> [YOUR GOAL]: Show each line in the entries below that contains the string "white". Case counts.

-- begin MATERIAL SHOWN --

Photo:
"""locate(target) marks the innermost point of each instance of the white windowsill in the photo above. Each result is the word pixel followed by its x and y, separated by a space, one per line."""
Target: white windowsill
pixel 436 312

-- end MATERIAL SHOWN --
-- begin MATERIAL SHOWN --

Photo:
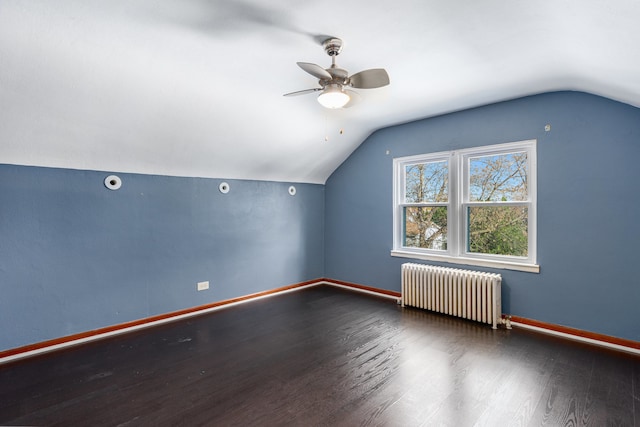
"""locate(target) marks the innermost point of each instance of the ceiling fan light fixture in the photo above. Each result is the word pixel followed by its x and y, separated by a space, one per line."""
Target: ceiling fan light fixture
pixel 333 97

-- end MATERIAL SHOWN --

> [CORRECT ANSWER]:
"""locate(target) marks the innermost point of each instance of the white windowsill in the photo above. Each result is the word pixel followed by its x and y, separated by a space, one per line."""
Target: white windowsill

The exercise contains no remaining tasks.